#### Text
[Start]
Now all paths through the program include only one computation of `x+5`

. This is
optimal code, at least along that dimension, and a realistic result to expect from
partial redundancy elimination or lazy code motion. So what makes lazy code
motion different from eager alternatives?

## Register pressure

When lowering IR code to assembly, compilers have to allocate storage for a finite but unbounded number of variables in an architecture with a finite and fixed number of registers. If there are more variables than registers, some of them are going to end up on the stack. "Spilling" to the stack is costly--memory is slower than registers.

Earlier passes in the compiler should try to minimize the number of spills
introduced during register allocation. The precise number of spills introduced
into a program depends on the register allocation algorithm in use, which makes
designing optimizations against this metric something of a fool's errand. Lazy
code motion looks to a more understandable proxy metric known as *register
pressure*. Register pressure, for each program point, is the number of live
variables at that point as determined by a standard liveness analysis.

Eager code motion moves variable definitions (computations) further away from their uses, which lengthens their live ranges. The resulting register pressure can easily claw back any performance gains due to code motion. Rather than put computations as early as possible, lazy code motion moves them down to the a later program point that still avoids redundant computation. In fact, one paper proves that lazy code motion places computations "as late as possible" ([1], Theorem 3), but this wording is misleading outside its original context. The algorithm actually uses a static analysis to identify possible safe moves and then selects the latest options. This is not always "as late as possible" because in general the static analysis will underapproximate the set of possible safe moves.
[End]
#### Aim
Pick up the passage on lazy code motion where it stops and continue it. The material that follows is unrelated to the passage on lazy code motion.

#### Excerpted records
[Start]
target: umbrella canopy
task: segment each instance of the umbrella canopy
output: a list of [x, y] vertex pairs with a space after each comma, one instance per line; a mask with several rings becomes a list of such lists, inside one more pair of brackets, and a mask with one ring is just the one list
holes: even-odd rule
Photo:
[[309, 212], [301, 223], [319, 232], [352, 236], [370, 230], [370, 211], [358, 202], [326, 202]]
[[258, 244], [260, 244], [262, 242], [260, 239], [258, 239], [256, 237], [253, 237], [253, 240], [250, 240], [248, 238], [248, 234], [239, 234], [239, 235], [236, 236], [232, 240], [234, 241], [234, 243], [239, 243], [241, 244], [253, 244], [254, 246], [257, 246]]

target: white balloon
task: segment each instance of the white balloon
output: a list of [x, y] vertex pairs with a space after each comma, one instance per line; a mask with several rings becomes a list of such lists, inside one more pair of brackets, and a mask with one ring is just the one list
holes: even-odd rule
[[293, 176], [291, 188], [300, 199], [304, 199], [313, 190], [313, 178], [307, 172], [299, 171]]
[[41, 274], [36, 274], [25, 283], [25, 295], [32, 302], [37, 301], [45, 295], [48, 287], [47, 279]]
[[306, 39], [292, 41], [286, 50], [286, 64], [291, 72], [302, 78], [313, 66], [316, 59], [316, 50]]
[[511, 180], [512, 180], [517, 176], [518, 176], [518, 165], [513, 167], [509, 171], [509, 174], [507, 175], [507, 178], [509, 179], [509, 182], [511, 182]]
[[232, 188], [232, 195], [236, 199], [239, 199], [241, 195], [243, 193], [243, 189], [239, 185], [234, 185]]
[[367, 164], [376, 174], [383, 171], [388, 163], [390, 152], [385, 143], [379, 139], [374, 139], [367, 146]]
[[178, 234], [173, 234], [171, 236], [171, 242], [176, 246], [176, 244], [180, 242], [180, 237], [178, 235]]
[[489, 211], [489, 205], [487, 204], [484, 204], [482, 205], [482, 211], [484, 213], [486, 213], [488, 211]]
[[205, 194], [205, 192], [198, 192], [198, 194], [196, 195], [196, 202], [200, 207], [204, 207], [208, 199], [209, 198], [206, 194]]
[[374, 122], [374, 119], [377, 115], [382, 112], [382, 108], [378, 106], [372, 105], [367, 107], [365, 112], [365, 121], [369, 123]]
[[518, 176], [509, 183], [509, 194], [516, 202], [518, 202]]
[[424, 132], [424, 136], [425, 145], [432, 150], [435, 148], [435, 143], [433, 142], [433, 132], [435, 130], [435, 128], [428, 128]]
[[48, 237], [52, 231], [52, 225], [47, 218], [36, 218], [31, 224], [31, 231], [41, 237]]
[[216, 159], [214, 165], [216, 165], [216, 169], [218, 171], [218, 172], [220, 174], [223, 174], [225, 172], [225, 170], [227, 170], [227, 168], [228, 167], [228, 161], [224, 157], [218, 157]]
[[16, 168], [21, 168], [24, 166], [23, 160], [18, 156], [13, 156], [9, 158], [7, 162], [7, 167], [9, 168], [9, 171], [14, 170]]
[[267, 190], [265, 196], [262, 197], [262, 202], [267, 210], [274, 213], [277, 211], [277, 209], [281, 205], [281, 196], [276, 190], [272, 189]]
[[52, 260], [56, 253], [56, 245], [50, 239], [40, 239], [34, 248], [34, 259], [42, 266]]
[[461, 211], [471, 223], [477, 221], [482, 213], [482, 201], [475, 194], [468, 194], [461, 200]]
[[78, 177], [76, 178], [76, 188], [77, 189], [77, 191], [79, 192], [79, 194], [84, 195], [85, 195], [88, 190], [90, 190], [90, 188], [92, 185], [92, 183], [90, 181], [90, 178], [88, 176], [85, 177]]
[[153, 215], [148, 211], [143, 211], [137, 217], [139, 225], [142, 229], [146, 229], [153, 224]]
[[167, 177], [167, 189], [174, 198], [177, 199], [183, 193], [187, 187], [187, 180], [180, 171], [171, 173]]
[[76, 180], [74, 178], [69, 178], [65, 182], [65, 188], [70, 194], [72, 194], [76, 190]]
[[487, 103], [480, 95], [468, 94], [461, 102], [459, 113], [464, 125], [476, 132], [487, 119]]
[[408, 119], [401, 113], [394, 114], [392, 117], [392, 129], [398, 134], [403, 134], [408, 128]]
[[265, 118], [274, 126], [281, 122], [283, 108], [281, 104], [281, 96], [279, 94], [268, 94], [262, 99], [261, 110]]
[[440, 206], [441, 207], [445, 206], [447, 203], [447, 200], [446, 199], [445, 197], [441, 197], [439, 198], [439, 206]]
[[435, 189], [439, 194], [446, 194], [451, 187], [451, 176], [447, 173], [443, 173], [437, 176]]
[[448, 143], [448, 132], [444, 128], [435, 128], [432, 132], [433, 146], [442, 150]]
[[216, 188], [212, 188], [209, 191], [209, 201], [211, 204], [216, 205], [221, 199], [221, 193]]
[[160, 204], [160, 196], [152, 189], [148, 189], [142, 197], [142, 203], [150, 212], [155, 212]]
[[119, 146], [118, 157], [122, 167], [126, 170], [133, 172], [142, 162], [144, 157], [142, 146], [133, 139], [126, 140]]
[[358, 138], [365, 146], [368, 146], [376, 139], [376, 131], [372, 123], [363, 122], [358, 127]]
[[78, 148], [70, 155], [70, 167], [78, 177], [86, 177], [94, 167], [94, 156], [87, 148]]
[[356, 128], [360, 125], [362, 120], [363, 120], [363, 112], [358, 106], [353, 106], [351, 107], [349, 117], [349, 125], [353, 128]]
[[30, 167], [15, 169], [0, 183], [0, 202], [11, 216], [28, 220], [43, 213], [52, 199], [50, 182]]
[End]
#### Response to this exercise
# Implementation

I implemented lazy code motion in OCaml. Since the existing Bril infrastructure is written in Python and TypeScript, I had to implement Bril JSON parsing and design data structures for representing control flow graphs. The open source OCamlgraph library helped with this. It includes excellent generic graph data structures and a framework for implementing dataflow analyses over graphs.

There were some mismatches between the dataflow analyses presented by Drechsler
et al. [1] and the OCamlgraph dataflow framework. The biggest issue was that
the OCamlgraph framework made it hard to refer to results of other dataflow
passes in later ones. I worked around this by tagging every basic block in the
CFG with a map of "attributes" and writing OCaml functors like `MakeDataflow`

that require their input module to include an `attr_name`

field. When you run
a dataflow analysis created with `MakeDataflow`

, it saves the results of the
analysis at each basic block into the attributes map under the `attr_name`

key.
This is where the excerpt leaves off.